Items listed in a dataset
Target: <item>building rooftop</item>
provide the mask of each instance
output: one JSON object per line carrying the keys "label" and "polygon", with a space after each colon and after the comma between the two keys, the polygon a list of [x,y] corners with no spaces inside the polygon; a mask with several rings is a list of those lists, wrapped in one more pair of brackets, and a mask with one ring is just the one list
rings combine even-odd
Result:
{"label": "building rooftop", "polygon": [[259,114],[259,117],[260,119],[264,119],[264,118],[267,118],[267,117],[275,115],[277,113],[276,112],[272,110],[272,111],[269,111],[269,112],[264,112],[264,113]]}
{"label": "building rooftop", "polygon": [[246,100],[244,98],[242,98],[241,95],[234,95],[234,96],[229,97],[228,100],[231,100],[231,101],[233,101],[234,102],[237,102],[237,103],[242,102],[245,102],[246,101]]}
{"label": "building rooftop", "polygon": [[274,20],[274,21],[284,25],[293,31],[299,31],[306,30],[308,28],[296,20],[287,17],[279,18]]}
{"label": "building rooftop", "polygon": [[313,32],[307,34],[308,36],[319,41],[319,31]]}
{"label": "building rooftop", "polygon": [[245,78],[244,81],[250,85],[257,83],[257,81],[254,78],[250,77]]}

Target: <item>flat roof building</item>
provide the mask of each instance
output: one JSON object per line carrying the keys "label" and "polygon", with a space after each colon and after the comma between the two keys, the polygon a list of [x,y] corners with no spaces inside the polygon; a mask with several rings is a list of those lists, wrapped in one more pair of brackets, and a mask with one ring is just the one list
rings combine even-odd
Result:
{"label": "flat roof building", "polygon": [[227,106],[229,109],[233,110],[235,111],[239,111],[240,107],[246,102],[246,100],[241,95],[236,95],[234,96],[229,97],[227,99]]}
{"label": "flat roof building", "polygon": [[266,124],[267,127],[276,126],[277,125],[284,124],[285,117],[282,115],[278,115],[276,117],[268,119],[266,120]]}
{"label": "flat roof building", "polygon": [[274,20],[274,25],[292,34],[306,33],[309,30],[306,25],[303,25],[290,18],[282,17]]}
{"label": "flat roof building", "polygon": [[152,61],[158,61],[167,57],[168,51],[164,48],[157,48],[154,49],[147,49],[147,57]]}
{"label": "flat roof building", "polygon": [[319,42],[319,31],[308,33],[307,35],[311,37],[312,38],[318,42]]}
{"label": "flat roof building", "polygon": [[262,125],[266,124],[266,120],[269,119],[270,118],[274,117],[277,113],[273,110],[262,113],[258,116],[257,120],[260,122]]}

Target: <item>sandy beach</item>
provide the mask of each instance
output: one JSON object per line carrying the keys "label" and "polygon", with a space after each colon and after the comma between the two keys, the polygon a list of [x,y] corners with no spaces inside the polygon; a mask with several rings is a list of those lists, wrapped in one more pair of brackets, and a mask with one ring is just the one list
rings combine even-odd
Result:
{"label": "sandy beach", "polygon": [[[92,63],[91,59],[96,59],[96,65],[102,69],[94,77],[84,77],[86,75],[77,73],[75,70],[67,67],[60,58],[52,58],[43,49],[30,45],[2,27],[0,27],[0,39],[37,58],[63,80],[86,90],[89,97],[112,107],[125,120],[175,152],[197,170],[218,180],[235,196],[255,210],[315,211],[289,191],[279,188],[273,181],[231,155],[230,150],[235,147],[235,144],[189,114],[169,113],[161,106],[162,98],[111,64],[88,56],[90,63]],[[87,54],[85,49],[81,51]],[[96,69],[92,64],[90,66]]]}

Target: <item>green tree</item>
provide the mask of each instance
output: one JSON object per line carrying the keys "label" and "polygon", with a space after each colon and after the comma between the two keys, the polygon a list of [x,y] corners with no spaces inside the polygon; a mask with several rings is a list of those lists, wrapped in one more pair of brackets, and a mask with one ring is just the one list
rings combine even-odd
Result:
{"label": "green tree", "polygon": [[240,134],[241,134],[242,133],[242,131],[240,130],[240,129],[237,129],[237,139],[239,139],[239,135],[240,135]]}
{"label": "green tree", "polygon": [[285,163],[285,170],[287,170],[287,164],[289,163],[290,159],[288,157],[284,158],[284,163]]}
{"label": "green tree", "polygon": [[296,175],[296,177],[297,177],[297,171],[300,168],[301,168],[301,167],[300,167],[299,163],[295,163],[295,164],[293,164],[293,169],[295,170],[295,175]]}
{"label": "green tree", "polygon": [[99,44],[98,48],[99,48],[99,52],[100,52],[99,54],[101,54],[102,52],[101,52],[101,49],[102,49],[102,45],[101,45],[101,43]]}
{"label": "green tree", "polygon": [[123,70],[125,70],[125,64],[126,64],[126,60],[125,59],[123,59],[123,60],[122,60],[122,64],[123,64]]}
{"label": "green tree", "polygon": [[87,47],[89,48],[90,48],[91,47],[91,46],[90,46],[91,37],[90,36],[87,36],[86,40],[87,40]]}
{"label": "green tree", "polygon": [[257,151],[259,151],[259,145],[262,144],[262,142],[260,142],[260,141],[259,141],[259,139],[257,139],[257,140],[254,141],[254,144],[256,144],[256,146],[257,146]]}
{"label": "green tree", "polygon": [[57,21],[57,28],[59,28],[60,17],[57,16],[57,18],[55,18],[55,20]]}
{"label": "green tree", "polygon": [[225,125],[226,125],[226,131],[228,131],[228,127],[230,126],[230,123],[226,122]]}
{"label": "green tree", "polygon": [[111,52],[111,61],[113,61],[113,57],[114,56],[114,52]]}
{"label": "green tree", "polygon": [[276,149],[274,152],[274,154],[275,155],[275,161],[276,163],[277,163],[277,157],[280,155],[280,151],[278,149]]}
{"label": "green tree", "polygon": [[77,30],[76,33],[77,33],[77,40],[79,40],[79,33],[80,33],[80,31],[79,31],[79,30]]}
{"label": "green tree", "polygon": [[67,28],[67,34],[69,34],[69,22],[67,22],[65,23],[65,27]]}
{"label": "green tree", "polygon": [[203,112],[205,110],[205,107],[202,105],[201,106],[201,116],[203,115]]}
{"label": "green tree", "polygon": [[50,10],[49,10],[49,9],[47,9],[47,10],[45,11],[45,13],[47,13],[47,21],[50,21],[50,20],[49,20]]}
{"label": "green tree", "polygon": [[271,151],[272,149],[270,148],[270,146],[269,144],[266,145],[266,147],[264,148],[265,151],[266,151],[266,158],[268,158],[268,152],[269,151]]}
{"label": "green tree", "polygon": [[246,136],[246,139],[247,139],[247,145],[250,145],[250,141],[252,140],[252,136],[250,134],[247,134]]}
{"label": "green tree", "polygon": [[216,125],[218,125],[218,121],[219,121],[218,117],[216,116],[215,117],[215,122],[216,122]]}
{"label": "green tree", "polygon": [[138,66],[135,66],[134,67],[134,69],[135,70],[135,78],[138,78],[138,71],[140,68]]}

● TASK BRIEF: Write out every record shown above, word for word.

● TASK ANSWER:
Target: <item>building rooftop</item>
provide the mask of each instance
output: one JSON object per line carrying the keys "label" and "polygon", with a space after each colon and after the comma between the two keys, the polygon a list of [x,y] corners with no spaces inside the polygon; a mask with several rings is a list of those lists, wrapped in one more pair of brackets, and a mask with one ring is just the one list
rings combine even-odd
Result:
{"label": "building rooftop", "polygon": [[259,114],[259,117],[260,119],[264,119],[264,118],[267,118],[267,117],[275,115],[277,113],[276,112],[272,110],[272,111],[269,111],[269,112],[264,112],[264,113]]}
{"label": "building rooftop", "polygon": [[246,100],[244,98],[242,98],[241,95],[234,95],[234,96],[229,97],[228,100],[231,100],[231,101],[233,101],[234,102],[237,102],[237,103],[242,102],[245,102],[246,101]]}
{"label": "building rooftop", "polygon": [[274,20],[274,21],[284,25],[293,31],[299,31],[306,30],[308,28],[296,20],[287,17],[279,18]]}
{"label": "building rooftop", "polygon": [[313,32],[307,34],[308,36],[319,41],[319,31]]}
{"label": "building rooftop", "polygon": [[245,78],[244,81],[250,85],[257,83],[257,81],[254,78],[250,77]]}

Target: <item>flat roof building</item>
provide the mask of each instance
output: one JSON object per line carrying the keys "label" and "polygon", with a space after each colon and after the comma between the two keys, the polygon a list of [x,y] corners with no spaces inside the polygon; a mask with several rings is a list of those lists, wrapped in one more pair of brackets, and a mask with one ring is just the one list
rings combine even-odd
Result:
{"label": "flat roof building", "polygon": [[227,106],[229,109],[233,110],[235,111],[239,111],[240,107],[246,102],[246,100],[241,95],[236,95],[234,96],[229,97],[227,99]]}
{"label": "flat roof building", "polygon": [[266,124],[267,127],[276,126],[277,125],[284,124],[285,117],[282,115],[278,115],[276,117],[268,119],[266,120]]}
{"label": "flat roof building", "polygon": [[274,20],[274,25],[292,34],[306,33],[309,30],[306,25],[303,25],[290,18],[282,17]]}
{"label": "flat roof building", "polygon": [[152,61],[158,61],[167,57],[168,51],[164,48],[157,48],[154,49],[147,49],[147,57]]}
{"label": "flat roof building", "polygon": [[319,42],[319,31],[308,33],[307,35],[311,37],[312,38],[318,42]]}
{"label": "flat roof building", "polygon": [[262,125],[266,124],[266,120],[269,119],[270,118],[274,117],[277,113],[273,110],[262,113],[258,116],[257,120],[260,122]]}

Target: <item>sandy beach</item>
provide the mask of each instance
output: one JSON object per line carrying the keys "label" and "polygon", with a space after each colon and after the comma between the two keys, the polygon a list of [x,y] corners with no spaces inside the polygon; a mask with several rings is a list of those lists, wrapped in one more pair of brackets, and a mask with one ring is just the one list
rings combine even-odd
Result:
{"label": "sandy beach", "polygon": [[[92,63],[91,59],[96,59],[96,65],[102,69],[94,77],[84,77],[86,75],[77,73],[75,70],[67,67],[60,58],[52,58],[43,49],[30,45],[2,27],[0,27],[0,39],[37,58],[63,80],[86,90],[89,97],[112,107],[125,120],[175,152],[197,170],[218,180],[235,196],[255,210],[315,211],[289,191],[279,188],[273,181],[231,155],[230,150],[235,147],[235,144],[189,114],[169,113],[161,106],[162,98],[111,64],[88,56],[90,63]],[[87,54],[85,49],[81,51]],[[96,69],[92,64],[90,66]]]}

Target: <item>green tree</item>
provide the mask of each instance
output: one JSON object per line carrying the keys "label" and "polygon", with a space after each colon and after the comma between the two keys, the polygon a list of [x,y] corners with no spaces inside the polygon; a mask with several rings is a list of those lists, wrapped in one more pair of brackets, and a mask with one ring is just the one list
rings combine even-odd
Result:
{"label": "green tree", "polygon": [[240,134],[241,134],[242,133],[242,131],[240,130],[240,129],[237,129],[237,139],[239,139],[239,135],[240,135]]}
{"label": "green tree", "polygon": [[285,163],[285,170],[287,170],[287,164],[289,163],[290,159],[288,157],[284,158],[284,163]]}
{"label": "green tree", "polygon": [[296,175],[296,177],[297,177],[297,171],[300,168],[301,168],[301,167],[300,167],[299,163],[295,163],[295,164],[293,164],[293,169],[295,170],[295,175]]}
{"label": "green tree", "polygon": [[99,44],[98,48],[99,48],[99,52],[100,52],[99,54],[101,54],[102,52],[101,52],[101,49],[102,49],[102,45],[101,45],[101,43]]}
{"label": "green tree", "polygon": [[123,70],[125,70],[125,64],[126,64],[126,60],[125,59],[123,59],[123,60],[122,60],[122,64],[123,64]]}
{"label": "green tree", "polygon": [[87,47],[89,48],[90,48],[91,47],[91,46],[90,46],[91,37],[90,36],[87,36],[86,40],[87,40]]}
{"label": "green tree", "polygon": [[257,151],[259,151],[259,145],[262,144],[262,142],[260,142],[260,141],[259,141],[259,139],[257,139],[257,140],[254,141],[254,144],[256,144],[256,146],[257,146]]}
{"label": "green tree", "polygon": [[57,21],[57,28],[59,28],[60,17],[57,16],[57,18],[55,18],[55,20]]}
{"label": "green tree", "polygon": [[225,125],[226,125],[226,131],[228,131],[228,127],[230,126],[230,123],[226,122]]}
{"label": "green tree", "polygon": [[111,52],[111,61],[113,61],[113,57],[114,56],[114,52]]}
{"label": "green tree", "polygon": [[276,149],[274,152],[274,154],[275,155],[275,161],[276,163],[277,163],[277,157],[280,155],[280,151],[278,149]]}
{"label": "green tree", "polygon": [[77,30],[76,33],[77,33],[77,40],[79,40],[79,33],[80,33],[80,31],[79,31],[79,30]]}
{"label": "green tree", "polygon": [[67,28],[67,34],[69,34],[69,22],[67,22],[65,23],[65,27]]}
{"label": "green tree", "polygon": [[203,112],[205,110],[205,107],[202,105],[201,106],[201,116],[203,115]]}
{"label": "green tree", "polygon": [[50,10],[49,10],[49,9],[47,9],[47,10],[45,11],[45,13],[47,13],[47,21],[50,21],[50,20],[49,20]]}
{"label": "green tree", "polygon": [[271,151],[272,149],[270,148],[270,146],[269,144],[266,145],[266,147],[264,148],[265,151],[266,151],[266,158],[268,158],[268,152],[269,151]]}
{"label": "green tree", "polygon": [[246,136],[246,139],[247,139],[247,145],[250,145],[250,141],[252,140],[252,136],[250,134],[247,134]]}
{"label": "green tree", "polygon": [[216,125],[218,125],[218,121],[219,121],[218,117],[216,116],[215,117],[215,122],[216,122]]}
{"label": "green tree", "polygon": [[138,66],[135,66],[134,67],[134,69],[135,70],[135,78],[138,78],[138,71],[140,68]]}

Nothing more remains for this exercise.